Selected extract
Tuesday, November 11, 2008

Quick Talk on SPAM and the X-UID Header

Today, I worked on an X-UID problem, the problem of emails using odd (or large) X-UIDs. If you ever have a mail client that just stops reading emails, but can read the message if it is moved to another folder, you should first check permissions, and then check to see if the email message was given an odd (or, and again, large) X-UID header. The particular mail client I worked on used a 4-byte integer cast for pulling the UID, which was incapable of working with the entire UID of many of a particular client's messages. I wasn't able to think of any quick way to remake these UIDs, other than getting a MIME message cleaner or building one myself. Unfortunately, that's all that can be done. There is a drastic need for an improvement to the mail protocols and this is one issue that persists throughout current systems. Hopefully this helps someone from some headache.

Monday, November 3, 2008

A World Where Database Backups FAIL!

You ever do something that not even your backups can save you from? I have, and it is one of the most gut-wrenching moments you will ever experience in computing.

Backups are only as good as the delay between their creation. For example, if you backup a database at 7:00 am and an issue occurs at 7:00 pm, you still have 12 hours of data to restore. Not something anyone wants to hear.

Given information
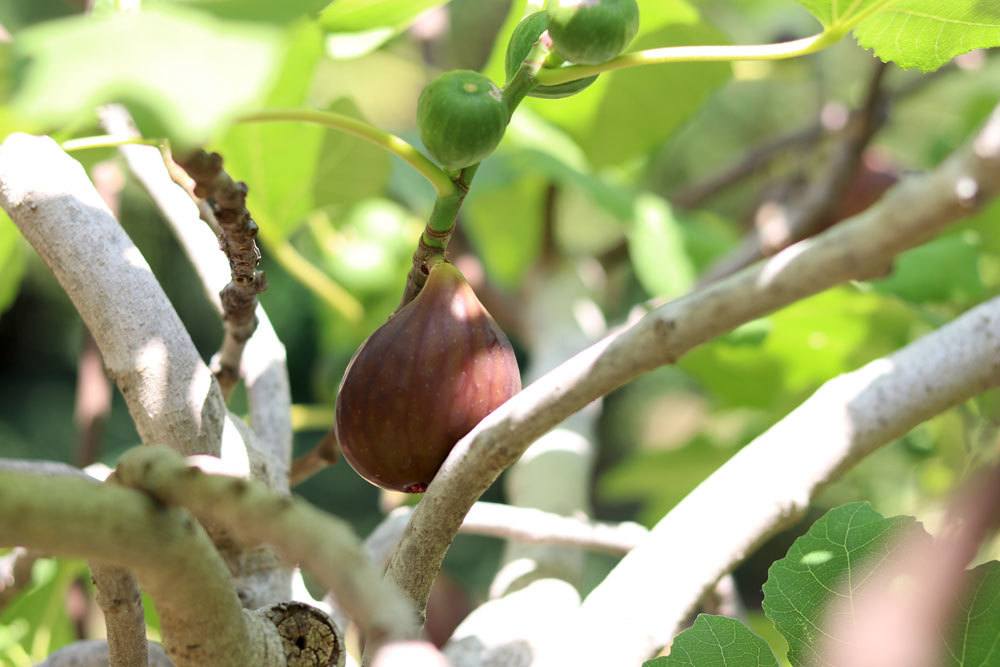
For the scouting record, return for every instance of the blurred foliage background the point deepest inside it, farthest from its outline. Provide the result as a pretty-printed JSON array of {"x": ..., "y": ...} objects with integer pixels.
[{"x": 599, "y": 178}]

Required tasks
**A.** Rewrite the blog text from "A World Where" to "wants to hear.", putting "stomach-churning" in place of "gut-wrenching".
**B.** Carry on the blog post about failed database backups, starting after its last sentence.

Expected responses
**A.**
A World Where Database Backups FAIL!

You ever do something that not even your backups can save you from? I have, and it is one of the most stomach-churning moments you will ever experience in computing.

Backups are only as good as the delay between their creation. For example, if you backup a database at 7:00 am and an issue occurs at 7:00 pm, you still have 12 hours of data to restore. Not something anyone wants to hear.

**B.**
Thankfully, if you use MySQL, you may be in luck. Have MySQL store binary logs of all updating commands sent to it. Basically this includes anything that isn't a selection of data, but a manipulation of data. You can set this up with mysqld (the MySQL daemon) by providing this option with it:

--log-bin


It will make processes slightly slower, but this is a slight con for an amazing pro.

Let's go back to our example. Let's say you have binary logs storing at 7:00 am right after you create your backups. You can restore your data to 7:00 am from a backup, but you are still missing 12 hours of data. You can use fancy-schmancy monitors, but I merely like looking through the next day's binary log and find the offending piece of code such as:

TRUNCATE foobar;

Then, get the binary data of all data that updates data in table foobar like so:

mysqlbinlog thebinlog | grep ' foobar' >> filteredlog.sql


NOTE: Your command may be "slightly" different from mine.

Then all you do is remove all commands starting at the offending command onto the end of this file (in our example this is "TRUNCATE foobar;"). Once you are done, save this SQL script and run it in a MySQL client.

Voila! You have perfectly restored your database up to the EXACT code that ruined it!

Neat huh?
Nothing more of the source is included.